:: TEXT EXCERPT ::
____________
China expects to suffer another wave of coronavirus infections due to a “lack of immunity” in the nation, according to a senior government health official.
“We are facing [a] big challenge. It’s not better than the foreign countries, I think, at the moment,” said Dr. Zhong Nanshan, the Chinese government’s senior medical adviser, in a CNN interview published Sunday.
That assessment, delivered after weeks of Chinese officials offering up their response to the public health crisis as a model for the world, aligns with European expectations of new outbreaks this fall, and it raises the specter of a recurring pandemic, replete with new infections in the country where the contagion first emerged.
Those comments come just days after officials in Wuhan, the city where the coronavirus pandemic began, reported their first cluster of new cases since early April. Wuhan officials reportedly are in the midst of an effort to test the city’s 11 million people, a widespread containment effort that contrasts with their attempt to cover up the initial outbreak.
“The local authorities, they didn’t like to tell the truth at that time,” Zhong said. “At the very beginning, they kept silent, and then I said probably we have [a larger] number of people being infected.”
____________
:: COMPLETE THE FOLLOWING ::
a - Quote the passage from the coronavirus article exactly, starting at "That assessment, delivered" and ending at "contagion first emerged.".
b - Extend the article on China's expected new wave of coronavirus infections, picking up after its final sentence.

:: GIVEN ENTRIES ::
____________
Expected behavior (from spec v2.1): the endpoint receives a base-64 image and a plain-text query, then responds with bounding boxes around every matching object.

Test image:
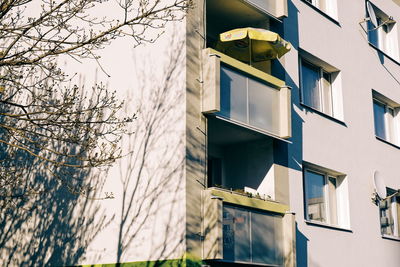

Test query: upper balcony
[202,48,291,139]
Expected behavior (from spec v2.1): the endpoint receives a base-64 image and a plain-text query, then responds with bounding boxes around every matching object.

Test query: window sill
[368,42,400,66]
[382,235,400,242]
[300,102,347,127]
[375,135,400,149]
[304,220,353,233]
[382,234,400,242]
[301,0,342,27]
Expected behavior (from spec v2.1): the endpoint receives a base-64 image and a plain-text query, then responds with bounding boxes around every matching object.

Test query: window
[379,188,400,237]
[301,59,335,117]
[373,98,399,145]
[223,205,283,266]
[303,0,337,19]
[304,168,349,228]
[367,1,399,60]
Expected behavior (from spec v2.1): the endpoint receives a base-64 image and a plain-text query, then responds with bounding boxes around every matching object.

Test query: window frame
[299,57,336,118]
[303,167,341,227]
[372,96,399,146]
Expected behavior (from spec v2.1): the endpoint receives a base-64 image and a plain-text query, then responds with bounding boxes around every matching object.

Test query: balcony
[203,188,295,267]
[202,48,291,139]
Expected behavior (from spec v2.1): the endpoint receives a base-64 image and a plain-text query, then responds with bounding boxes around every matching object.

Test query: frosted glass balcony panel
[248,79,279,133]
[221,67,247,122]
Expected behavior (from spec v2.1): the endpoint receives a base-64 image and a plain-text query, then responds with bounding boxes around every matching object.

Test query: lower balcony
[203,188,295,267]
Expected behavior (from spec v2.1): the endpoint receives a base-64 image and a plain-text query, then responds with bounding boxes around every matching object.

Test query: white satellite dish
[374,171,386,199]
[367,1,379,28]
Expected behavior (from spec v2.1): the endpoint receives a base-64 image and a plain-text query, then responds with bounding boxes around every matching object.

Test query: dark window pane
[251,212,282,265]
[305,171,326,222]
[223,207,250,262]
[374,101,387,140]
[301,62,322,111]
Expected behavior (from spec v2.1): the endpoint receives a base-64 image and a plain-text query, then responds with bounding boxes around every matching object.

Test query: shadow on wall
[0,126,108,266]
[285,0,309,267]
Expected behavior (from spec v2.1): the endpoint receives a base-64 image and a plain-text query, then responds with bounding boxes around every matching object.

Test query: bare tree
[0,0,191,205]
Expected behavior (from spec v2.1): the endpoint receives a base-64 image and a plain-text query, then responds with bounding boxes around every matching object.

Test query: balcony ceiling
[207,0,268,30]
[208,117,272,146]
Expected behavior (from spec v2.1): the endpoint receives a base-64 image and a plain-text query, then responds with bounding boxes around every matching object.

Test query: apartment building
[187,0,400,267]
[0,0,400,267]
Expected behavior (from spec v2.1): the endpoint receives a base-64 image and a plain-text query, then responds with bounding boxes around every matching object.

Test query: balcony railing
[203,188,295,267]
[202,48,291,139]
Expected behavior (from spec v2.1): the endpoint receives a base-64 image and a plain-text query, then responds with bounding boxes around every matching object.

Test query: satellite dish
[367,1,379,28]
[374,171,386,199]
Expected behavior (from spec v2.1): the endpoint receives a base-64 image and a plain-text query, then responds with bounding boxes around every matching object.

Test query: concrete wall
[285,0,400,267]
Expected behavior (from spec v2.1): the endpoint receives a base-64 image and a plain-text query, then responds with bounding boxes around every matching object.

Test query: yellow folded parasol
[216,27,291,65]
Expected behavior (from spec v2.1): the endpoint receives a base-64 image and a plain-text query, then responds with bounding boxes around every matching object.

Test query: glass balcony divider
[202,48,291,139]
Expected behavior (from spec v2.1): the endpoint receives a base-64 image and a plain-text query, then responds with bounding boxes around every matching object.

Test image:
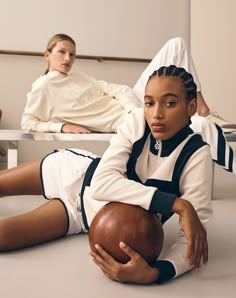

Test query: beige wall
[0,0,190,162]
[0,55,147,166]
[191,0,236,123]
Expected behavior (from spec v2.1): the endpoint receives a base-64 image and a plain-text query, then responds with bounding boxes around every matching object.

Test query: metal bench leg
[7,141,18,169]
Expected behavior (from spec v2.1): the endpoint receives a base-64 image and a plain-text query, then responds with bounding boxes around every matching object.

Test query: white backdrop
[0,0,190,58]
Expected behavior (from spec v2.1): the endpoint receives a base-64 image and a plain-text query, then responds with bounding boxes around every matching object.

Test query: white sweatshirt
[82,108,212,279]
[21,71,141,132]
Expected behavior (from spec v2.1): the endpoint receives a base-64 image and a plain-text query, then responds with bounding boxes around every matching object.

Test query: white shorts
____________
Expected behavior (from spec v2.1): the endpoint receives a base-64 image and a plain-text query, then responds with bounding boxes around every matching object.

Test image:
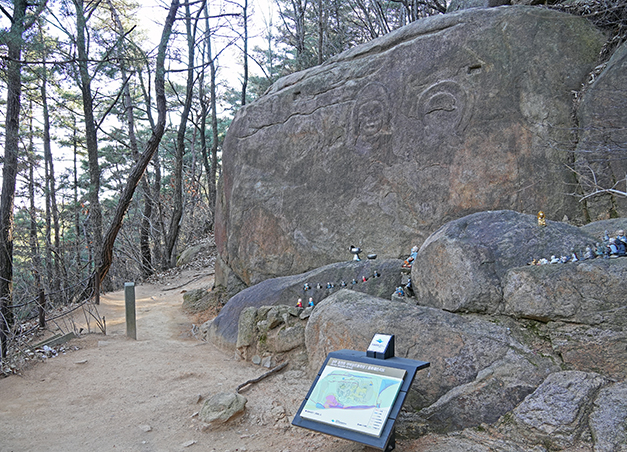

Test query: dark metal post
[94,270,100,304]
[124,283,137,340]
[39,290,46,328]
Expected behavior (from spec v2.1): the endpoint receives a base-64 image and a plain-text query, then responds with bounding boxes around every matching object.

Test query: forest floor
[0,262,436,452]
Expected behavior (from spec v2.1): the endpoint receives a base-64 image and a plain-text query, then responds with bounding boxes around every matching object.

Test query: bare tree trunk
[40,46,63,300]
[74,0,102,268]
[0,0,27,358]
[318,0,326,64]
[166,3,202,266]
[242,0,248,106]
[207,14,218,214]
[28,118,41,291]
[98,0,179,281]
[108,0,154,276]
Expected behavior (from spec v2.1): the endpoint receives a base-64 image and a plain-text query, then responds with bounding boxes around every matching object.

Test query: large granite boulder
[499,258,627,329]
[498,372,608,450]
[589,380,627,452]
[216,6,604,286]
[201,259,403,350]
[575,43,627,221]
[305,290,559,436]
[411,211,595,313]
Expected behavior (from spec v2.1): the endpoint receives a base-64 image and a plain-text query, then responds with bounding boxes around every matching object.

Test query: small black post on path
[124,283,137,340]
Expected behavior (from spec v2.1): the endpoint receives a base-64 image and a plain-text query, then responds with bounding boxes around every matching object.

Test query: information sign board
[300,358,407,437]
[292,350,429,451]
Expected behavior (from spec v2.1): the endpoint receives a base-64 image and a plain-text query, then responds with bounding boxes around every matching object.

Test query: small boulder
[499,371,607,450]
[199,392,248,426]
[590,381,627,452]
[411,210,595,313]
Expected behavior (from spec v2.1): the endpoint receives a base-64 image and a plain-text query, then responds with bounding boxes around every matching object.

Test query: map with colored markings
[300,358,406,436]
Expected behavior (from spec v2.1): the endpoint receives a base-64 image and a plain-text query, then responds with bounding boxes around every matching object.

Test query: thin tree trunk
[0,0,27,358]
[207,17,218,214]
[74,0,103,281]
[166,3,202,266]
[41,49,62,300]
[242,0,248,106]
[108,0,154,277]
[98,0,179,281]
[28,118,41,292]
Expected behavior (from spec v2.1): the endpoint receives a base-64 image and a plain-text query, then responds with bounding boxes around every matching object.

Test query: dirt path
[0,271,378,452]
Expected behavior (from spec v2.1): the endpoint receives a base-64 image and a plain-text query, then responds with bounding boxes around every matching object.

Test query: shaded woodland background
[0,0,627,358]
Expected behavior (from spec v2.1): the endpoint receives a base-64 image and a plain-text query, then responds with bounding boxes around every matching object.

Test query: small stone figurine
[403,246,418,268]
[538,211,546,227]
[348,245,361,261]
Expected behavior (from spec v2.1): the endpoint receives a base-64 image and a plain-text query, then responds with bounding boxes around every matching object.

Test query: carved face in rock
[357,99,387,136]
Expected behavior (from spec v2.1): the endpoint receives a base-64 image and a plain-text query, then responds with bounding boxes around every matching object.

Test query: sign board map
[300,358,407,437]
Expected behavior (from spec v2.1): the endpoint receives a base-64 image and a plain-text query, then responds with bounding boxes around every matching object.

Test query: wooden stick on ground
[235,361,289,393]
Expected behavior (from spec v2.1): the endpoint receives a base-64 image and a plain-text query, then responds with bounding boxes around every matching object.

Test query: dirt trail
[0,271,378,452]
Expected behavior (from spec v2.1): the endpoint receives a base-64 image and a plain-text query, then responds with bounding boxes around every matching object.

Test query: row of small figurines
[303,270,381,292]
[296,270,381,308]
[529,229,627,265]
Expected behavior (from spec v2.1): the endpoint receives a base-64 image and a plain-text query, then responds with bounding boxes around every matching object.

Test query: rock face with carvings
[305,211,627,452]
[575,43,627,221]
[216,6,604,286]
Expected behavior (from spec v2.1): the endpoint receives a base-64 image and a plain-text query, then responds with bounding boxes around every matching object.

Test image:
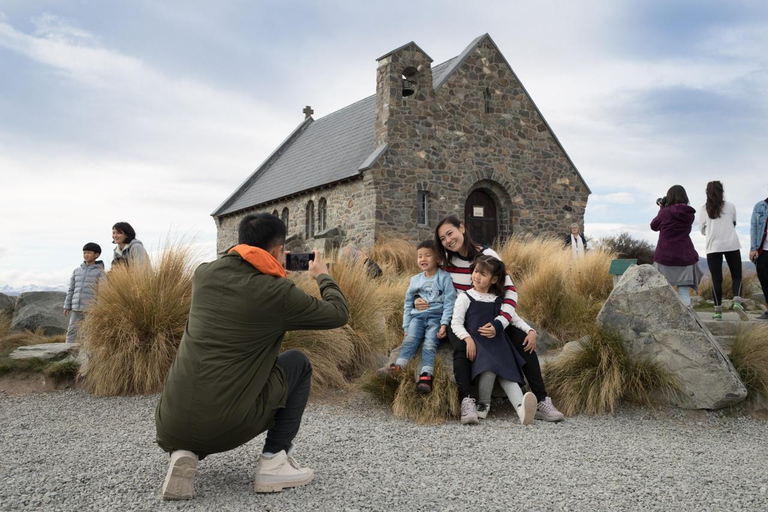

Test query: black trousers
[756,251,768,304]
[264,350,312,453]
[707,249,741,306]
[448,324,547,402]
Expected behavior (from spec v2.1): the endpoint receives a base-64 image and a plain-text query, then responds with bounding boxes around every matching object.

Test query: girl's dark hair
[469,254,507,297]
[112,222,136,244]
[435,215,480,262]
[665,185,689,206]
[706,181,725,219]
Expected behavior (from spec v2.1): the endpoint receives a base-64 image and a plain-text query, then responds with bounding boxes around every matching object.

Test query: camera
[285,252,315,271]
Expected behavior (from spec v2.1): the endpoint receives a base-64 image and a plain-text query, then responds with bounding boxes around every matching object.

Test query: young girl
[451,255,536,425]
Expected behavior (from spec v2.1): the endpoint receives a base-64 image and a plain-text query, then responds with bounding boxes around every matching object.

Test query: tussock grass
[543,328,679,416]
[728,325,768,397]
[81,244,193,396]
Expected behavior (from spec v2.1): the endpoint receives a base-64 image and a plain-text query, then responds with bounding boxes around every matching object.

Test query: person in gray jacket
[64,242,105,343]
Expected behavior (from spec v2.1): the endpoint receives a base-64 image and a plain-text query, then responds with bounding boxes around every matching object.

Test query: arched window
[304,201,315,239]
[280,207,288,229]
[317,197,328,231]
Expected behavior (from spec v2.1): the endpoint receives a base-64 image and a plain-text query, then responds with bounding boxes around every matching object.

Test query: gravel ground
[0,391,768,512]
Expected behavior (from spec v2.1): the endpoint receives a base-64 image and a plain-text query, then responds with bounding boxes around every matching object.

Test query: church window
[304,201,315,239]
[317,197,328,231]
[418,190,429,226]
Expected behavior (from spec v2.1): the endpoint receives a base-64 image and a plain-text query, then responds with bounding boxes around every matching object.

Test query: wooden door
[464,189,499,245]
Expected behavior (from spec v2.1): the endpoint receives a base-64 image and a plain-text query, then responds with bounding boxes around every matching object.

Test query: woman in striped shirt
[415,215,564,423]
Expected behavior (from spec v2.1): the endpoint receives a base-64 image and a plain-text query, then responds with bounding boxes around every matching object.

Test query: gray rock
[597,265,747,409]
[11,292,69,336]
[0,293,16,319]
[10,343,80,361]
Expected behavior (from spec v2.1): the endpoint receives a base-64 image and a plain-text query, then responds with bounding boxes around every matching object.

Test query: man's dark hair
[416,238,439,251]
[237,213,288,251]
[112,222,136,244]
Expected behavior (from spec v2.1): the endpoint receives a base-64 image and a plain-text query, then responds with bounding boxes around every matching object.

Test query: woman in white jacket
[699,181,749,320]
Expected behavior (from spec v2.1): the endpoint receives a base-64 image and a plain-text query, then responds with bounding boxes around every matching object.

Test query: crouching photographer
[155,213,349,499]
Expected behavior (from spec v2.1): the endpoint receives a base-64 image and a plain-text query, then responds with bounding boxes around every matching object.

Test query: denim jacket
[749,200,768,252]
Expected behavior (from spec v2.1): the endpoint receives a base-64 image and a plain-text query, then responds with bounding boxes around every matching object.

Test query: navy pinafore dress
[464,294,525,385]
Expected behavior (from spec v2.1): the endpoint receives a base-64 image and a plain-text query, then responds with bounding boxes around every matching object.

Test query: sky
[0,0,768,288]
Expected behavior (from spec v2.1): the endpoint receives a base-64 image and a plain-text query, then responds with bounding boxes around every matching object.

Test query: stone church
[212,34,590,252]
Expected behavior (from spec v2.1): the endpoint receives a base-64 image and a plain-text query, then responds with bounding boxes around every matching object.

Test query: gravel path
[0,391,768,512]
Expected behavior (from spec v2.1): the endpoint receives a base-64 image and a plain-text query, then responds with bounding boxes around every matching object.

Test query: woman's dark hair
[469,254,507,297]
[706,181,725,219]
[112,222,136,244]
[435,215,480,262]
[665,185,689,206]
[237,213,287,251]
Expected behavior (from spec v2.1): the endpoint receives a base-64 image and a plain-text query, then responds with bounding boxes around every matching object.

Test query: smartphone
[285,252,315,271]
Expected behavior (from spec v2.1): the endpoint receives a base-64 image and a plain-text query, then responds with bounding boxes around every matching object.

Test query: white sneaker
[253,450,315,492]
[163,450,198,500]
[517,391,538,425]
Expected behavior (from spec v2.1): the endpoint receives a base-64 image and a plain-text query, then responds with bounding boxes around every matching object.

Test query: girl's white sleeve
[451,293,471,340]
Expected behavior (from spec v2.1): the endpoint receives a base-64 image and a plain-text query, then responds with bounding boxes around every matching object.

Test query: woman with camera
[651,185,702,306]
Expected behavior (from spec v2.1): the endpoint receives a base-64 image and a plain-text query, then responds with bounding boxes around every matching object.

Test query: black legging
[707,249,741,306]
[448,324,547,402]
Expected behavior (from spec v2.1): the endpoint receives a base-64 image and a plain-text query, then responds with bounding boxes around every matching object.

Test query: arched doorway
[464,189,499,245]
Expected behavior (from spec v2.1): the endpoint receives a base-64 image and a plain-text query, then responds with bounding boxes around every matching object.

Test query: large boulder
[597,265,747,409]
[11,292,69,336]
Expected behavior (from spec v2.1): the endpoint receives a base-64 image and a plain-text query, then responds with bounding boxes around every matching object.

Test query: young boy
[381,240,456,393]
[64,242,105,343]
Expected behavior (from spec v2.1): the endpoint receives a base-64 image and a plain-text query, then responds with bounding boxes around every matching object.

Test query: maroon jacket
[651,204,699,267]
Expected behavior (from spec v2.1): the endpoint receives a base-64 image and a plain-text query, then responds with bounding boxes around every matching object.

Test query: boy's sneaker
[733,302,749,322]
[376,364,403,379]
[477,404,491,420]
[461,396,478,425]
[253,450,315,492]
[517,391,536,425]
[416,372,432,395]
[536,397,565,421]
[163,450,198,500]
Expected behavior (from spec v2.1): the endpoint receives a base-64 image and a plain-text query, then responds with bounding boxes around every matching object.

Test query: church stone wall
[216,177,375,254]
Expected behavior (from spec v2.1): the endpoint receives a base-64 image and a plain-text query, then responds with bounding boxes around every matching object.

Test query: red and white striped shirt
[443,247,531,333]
____________
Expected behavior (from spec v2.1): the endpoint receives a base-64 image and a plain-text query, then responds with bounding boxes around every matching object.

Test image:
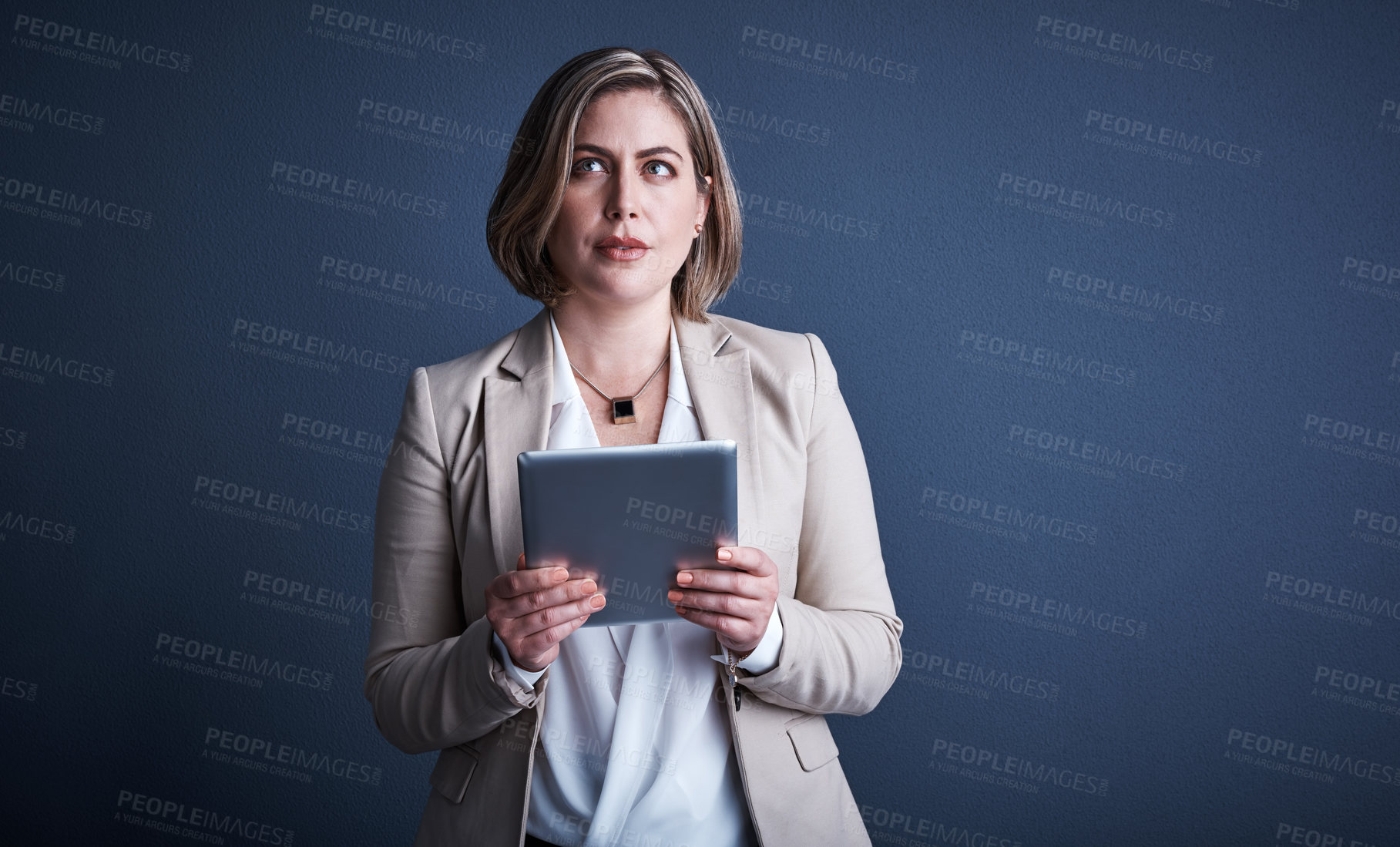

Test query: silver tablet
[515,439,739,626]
____________
:: ANSWERS IN ORDER ::
a -
That assessment, delivered after weeks of Chinese officials offering up their response to the public health crisis as a model for the world, aligns with European expectations of new outbreaks this fall, and it raises the specter of a recurring pandemic, replete with new infections in the country where the contagion first emerged.

b -
Another cluster of outbreaks in northeast China has triggered a new lockdown affecting more than 100 million people, just as some U.S. states and European nations are trying to ease their own restrictions.
Amid criticism from the United States and others about the lack of Chinese transparency in the early stages of the crisis, Zhong kept the focus on local officials while maintaining that China has been transparent since the central government took an interest in the crisis. “All the cities, all the government departments, should report the true number of diseases — so, if you do not do that, you will be punished,” he said. “So, since … the 23rd of January, I think all the data … will be correct.”